═══ MATERIAL PROVIDED

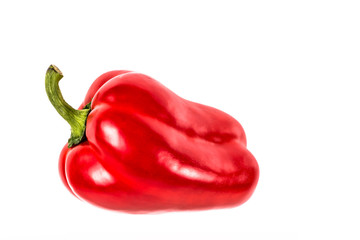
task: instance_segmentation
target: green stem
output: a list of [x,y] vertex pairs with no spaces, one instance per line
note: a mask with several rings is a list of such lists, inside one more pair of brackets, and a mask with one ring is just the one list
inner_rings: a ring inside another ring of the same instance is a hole
[[45,76],[45,89],[51,104],[71,126],[71,136],[68,141],[70,148],[85,139],[86,119],[90,112],[90,104],[82,110],[76,110],[65,102],[59,88],[59,81],[62,77],[61,71],[55,65],[50,65]]

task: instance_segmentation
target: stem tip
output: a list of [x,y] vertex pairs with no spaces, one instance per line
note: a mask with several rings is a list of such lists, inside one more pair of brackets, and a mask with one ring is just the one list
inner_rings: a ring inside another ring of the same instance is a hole
[[57,72],[58,74],[60,74],[61,76],[63,76],[60,69],[57,66],[55,66],[54,64],[51,64],[50,67],[48,68],[48,71],[51,71],[51,70],[53,70],[53,71]]

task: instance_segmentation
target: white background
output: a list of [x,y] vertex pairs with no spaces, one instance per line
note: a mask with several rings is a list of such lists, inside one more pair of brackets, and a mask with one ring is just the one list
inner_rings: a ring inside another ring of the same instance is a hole
[[[360,239],[358,1],[1,1],[0,239]],[[260,165],[226,210],[128,215],[74,198],[50,64],[77,107],[128,69],[217,107]]]

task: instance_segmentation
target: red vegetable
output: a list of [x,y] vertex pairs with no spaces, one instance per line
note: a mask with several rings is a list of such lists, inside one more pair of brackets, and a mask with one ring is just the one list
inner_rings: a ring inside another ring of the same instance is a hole
[[253,193],[258,164],[228,114],[128,71],[101,75],[75,110],[61,95],[61,78],[51,65],[46,91],[71,125],[59,168],[78,198],[147,213],[232,207]]

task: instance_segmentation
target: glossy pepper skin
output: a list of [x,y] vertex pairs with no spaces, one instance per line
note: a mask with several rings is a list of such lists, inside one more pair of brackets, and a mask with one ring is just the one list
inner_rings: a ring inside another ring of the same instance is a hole
[[[56,75],[61,79],[50,66],[47,78]],[[84,136],[64,146],[59,162],[62,181],[78,198],[150,213],[233,207],[254,192],[259,167],[228,114],[129,71],[97,78],[77,111],[86,105]]]

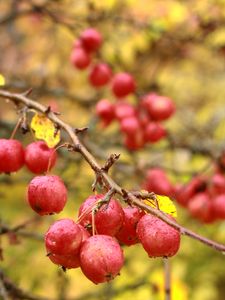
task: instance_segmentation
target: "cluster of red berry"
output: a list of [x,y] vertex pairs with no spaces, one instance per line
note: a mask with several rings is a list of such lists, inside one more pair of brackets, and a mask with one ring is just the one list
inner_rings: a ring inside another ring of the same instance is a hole
[[[102,41],[101,34],[94,28],[83,31],[74,43],[72,64],[78,69],[86,69]],[[127,72],[113,74],[110,66],[102,62],[91,65],[88,78],[95,88],[111,85],[112,94],[118,101],[113,104],[108,99],[100,100],[96,105],[96,114],[104,127],[113,120],[119,122],[127,149],[138,150],[146,143],[155,143],[166,136],[161,121],[170,118],[175,112],[175,105],[170,98],[149,93],[137,105],[128,103],[124,98],[135,93],[135,79]]]
[[[95,284],[110,281],[123,266],[121,245],[141,243],[150,257],[177,253],[180,233],[136,207],[122,207],[105,195],[91,195],[80,206],[78,220],[56,221],[45,235],[50,260],[64,268],[80,267]],[[157,238],[156,238],[157,235]]]
[[0,139],[0,173],[20,170],[24,164],[34,174],[50,170],[56,162],[57,154],[45,142],[29,144],[25,149],[15,139]]
[[[32,172],[43,173],[55,161],[55,151],[44,142],[34,142],[24,150],[17,140],[0,139],[1,172],[18,171],[25,162]],[[59,176],[38,175],[28,185],[27,198],[41,216],[59,213],[67,202],[67,189]],[[81,267],[96,284],[119,274],[124,263],[121,245],[139,242],[150,257],[169,257],[179,249],[180,232],[136,207],[122,207],[115,199],[106,201],[102,194],[82,203],[77,222],[58,220],[45,234],[47,256],[53,263],[68,269]]]
[[150,169],[143,188],[174,198],[190,214],[203,223],[225,219],[225,154],[211,176],[197,175],[186,185],[174,186],[164,170]]

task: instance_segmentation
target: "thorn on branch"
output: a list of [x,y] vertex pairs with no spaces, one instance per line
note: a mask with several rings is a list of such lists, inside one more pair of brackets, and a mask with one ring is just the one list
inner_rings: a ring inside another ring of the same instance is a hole
[[24,97],[28,97],[33,91],[33,88],[29,88],[27,91],[23,92],[21,95]]
[[46,110],[45,110],[45,114],[48,115],[50,112],[52,111],[51,106],[49,105]]
[[78,134],[78,133],[83,133],[83,132],[87,131],[88,129],[89,129],[88,127],[75,128],[75,129],[74,129],[74,132],[75,132],[76,134]]
[[119,159],[120,154],[111,154],[110,157],[107,159],[105,165],[101,168],[102,171],[106,173],[112,167],[112,165]]

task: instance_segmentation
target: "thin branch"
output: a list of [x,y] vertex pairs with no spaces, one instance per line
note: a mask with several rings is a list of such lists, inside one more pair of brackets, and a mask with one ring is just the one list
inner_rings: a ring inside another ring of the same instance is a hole
[[163,259],[164,263],[164,294],[165,300],[171,300],[171,266],[168,258]]
[[[38,112],[41,112],[43,114],[46,113],[46,107],[40,103],[35,102],[34,100],[31,100],[24,95],[17,94],[17,93],[10,93],[8,91],[0,90],[0,97],[4,99],[9,99],[13,101],[16,104],[23,104],[26,107],[30,109],[34,109]],[[199,242],[217,250],[220,252],[225,252],[225,245],[216,243],[210,239],[207,239],[201,235],[198,235],[197,233],[179,225],[176,223],[176,221],[168,218],[166,214],[163,212],[154,209],[153,207],[150,207],[146,204],[144,204],[141,200],[139,200],[137,197],[134,196],[132,192],[124,190],[121,186],[119,186],[104,170],[102,170],[102,167],[99,165],[95,157],[87,150],[87,148],[80,142],[77,134],[74,132],[73,127],[71,127],[69,124],[63,122],[54,112],[48,112],[47,114],[48,118],[53,121],[57,126],[59,126],[62,130],[64,130],[67,135],[69,136],[74,151],[79,152],[86,162],[90,165],[90,167],[93,169],[95,174],[99,174],[102,178],[102,181],[104,182],[107,189],[114,189],[115,192],[125,199],[128,203],[132,205],[136,205],[137,207],[145,210],[146,212],[158,217],[162,221],[166,222],[167,224],[171,225],[175,229],[179,230],[181,234],[187,235],[193,239],[198,240]]]

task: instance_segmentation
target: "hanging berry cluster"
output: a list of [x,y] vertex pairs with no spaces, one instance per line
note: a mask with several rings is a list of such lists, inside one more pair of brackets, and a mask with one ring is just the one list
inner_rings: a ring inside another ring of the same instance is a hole
[[89,68],[88,80],[94,88],[109,85],[116,99],[101,99],[96,105],[96,114],[104,127],[112,121],[119,122],[124,136],[124,145],[129,150],[138,150],[147,143],[156,143],[167,135],[162,121],[170,118],[175,112],[173,101],[156,93],[141,97],[136,105],[130,104],[125,97],[135,94],[136,81],[127,72],[113,74],[111,67],[100,62],[92,64],[92,58],[103,42],[100,32],[94,28],[83,31],[74,42],[71,62],[78,69]]
[[[56,159],[55,149],[43,141],[24,149],[18,140],[0,139],[1,173],[16,172],[25,164],[37,175],[28,184],[27,200],[41,216],[60,213],[67,202],[61,178],[40,175],[49,171]],[[54,264],[64,269],[80,267],[96,284],[115,278],[124,263],[121,246],[137,243],[150,257],[170,257],[179,249],[180,232],[137,207],[123,207],[107,194],[91,195],[80,206],[76,222],[58,220],[45,234],[47,257]]]

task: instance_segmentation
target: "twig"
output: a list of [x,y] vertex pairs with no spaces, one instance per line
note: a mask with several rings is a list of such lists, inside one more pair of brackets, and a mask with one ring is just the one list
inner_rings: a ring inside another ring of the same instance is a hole
[[164,292],[165,300],[171,300],[171,266],[168,258],[163,258],[164,263]]
[[[46,107],[40,103],[37,103],[24,95],[17,94],[17,93],[10,93],[8,91],[0,90],[0,97],[4,99],[9,99],[16,103],[21,103],[29,108],[32,108],[38,112],[45,113]],[[134,196],[132,192],[128,192],[122,187],[120,187],[104,170],[102,170],[101,166],[95,159],[95,157],[87,150],[87,148],[80,142],[77,134],[74,132],[74,129],[67,123],[63,122],[54,112],[48,113],[48,118],[53,121],[57,126],[60,126],[62,130],[64,130],[67,135],[69,136],[73,146],[74,150],[79,152],[86,162],[90,165],[90,167],[94,170],[96,174],[101,175],[102,181],[105,184],[107,189],[114,189],[115,192],[123,197],[125,197],[126,201],[128,201],[130,204],[136,205],[137,207],[145,210],[146,212],[158,217],[162,221],[166,222],[167,224],[171,225],[175,229],[179,230],[181,234],[187,235],[193,239],[198,240],[199,242],[217,250],[220,252],[225,252],[225,245],[216,243],[210,239],[207,239],[203,236],[200,236],[196,234],[195,232],[177,224],[175,221],[171,220],[166,216],[163,212],[150,207],[146,204],[144,204],[141,200],[139,200],[137,197]]]

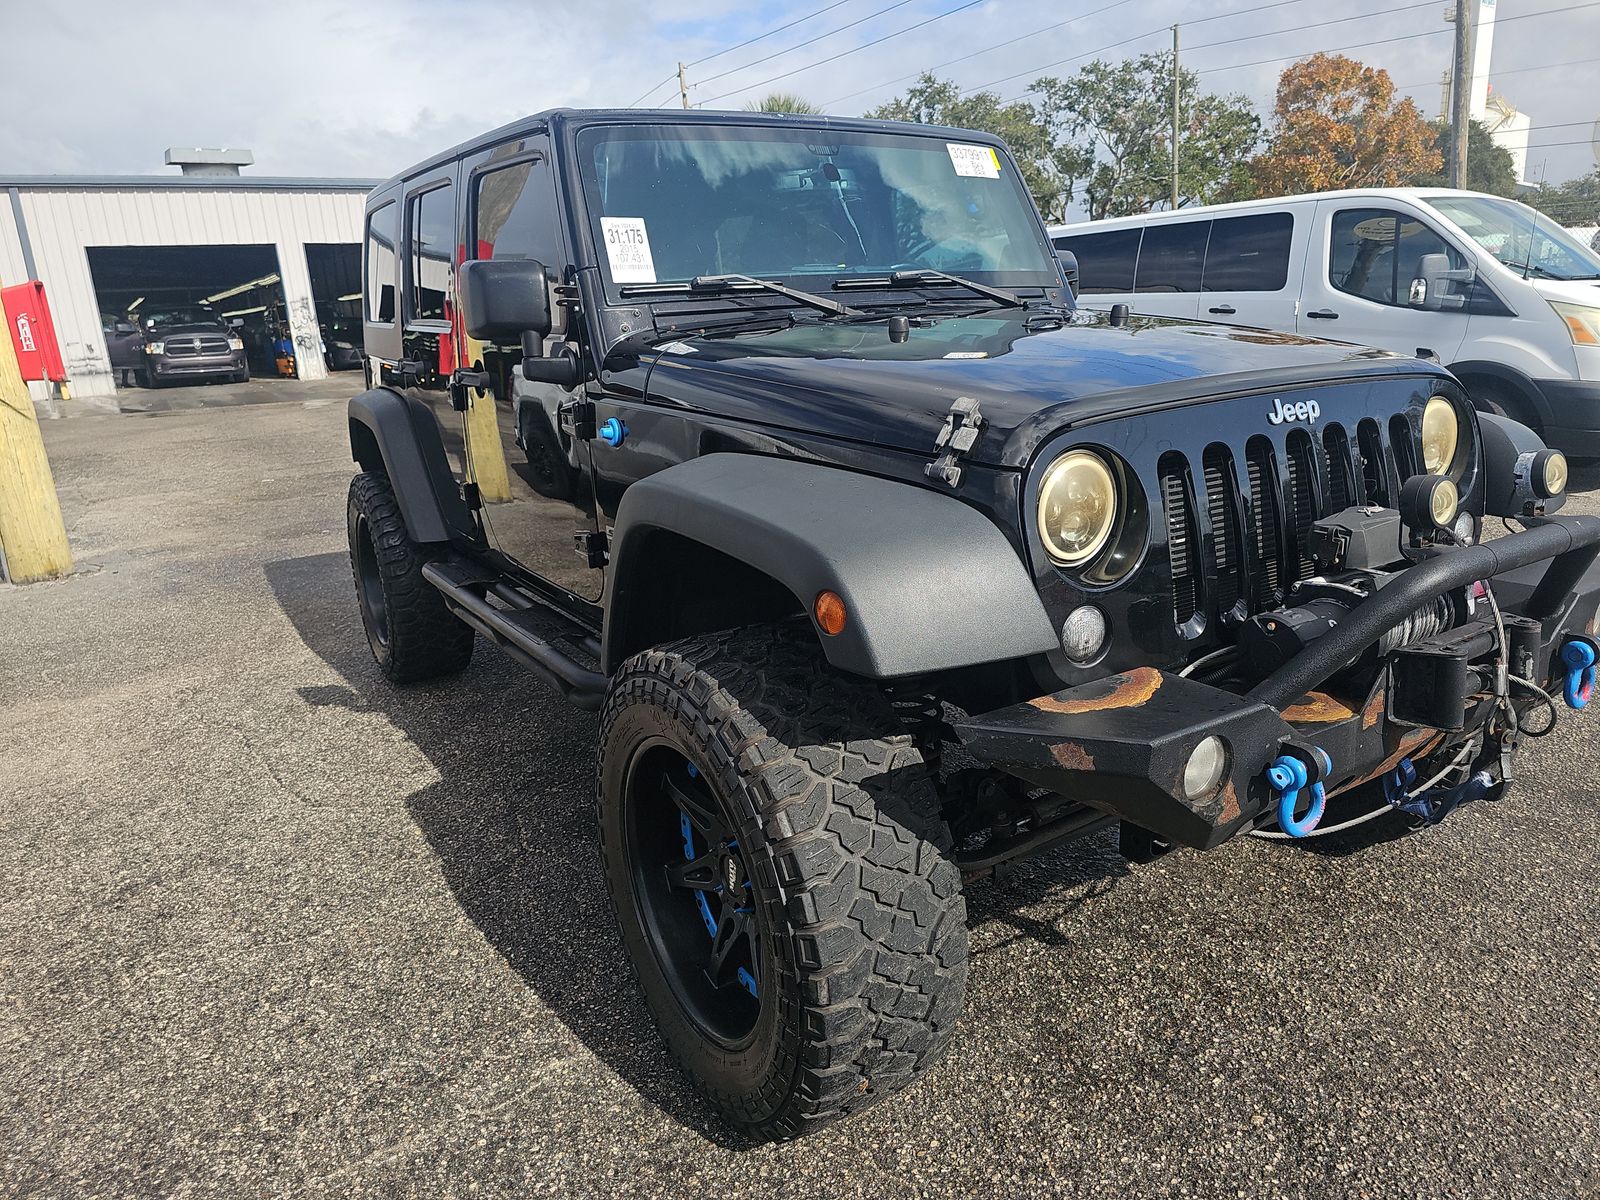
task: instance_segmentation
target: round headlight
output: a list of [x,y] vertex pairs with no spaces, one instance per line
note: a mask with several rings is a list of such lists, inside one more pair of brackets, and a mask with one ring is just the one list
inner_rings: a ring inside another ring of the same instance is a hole
[[1183,794],[1190,800],[1204,800],[1222,782],[1228,768],[1228,748],[1212,734],[1202,738],[1183,767]]
[[1455,461],[1456,442],[1461,423],[1455,405],[1435,396],[1422,410],[1422,470],[1426,475],[1443,475]]
[[1470,546],[1478,539],[1478,522],[1471,513],[1458,513],[1455,526],[1450,532],[1455,534],[1456,541],[1463,546]]
[[1039,485],[1039,536],[1050,557],[1064,567],[1088,562],[1117,523],[1117,481],[1105,459],[1070,450],[1045,472]]
[[1456,519],[1456,508],[1460,503],[1461,496],[1456,491],[1456,485],[1448,479],[1441,479],[1428,497],[1433,523],[1440,529],[1449,529]]
[[1461,494],[1443,475],[1413,475],[1400,485],[1400,519],[1415,533],[1450,529],[1460,507]]

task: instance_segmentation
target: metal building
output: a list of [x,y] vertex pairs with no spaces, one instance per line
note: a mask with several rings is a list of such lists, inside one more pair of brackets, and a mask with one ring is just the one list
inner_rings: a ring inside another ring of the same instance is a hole
[[[175,165],[250,161],[248,152],[174,153]],[[235,324],[269,315],[292,337],[302,379],[326,374],[319,321],[340,304],[359,313],[362,205],[376,181],[184,170],[0,176],[0,282],[44,282],[74,397],[116,406],[107,314],[134,313],[147,297],[219,312],[231,302],[247,314]],[[30,387],[36,400],[49,395]]]

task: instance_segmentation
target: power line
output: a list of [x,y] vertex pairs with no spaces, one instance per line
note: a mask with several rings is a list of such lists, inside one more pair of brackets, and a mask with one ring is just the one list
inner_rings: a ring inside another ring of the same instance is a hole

══════

Return, from the entries, each line that holds "branch".

target: "thorn on branch"
target: "thin branch"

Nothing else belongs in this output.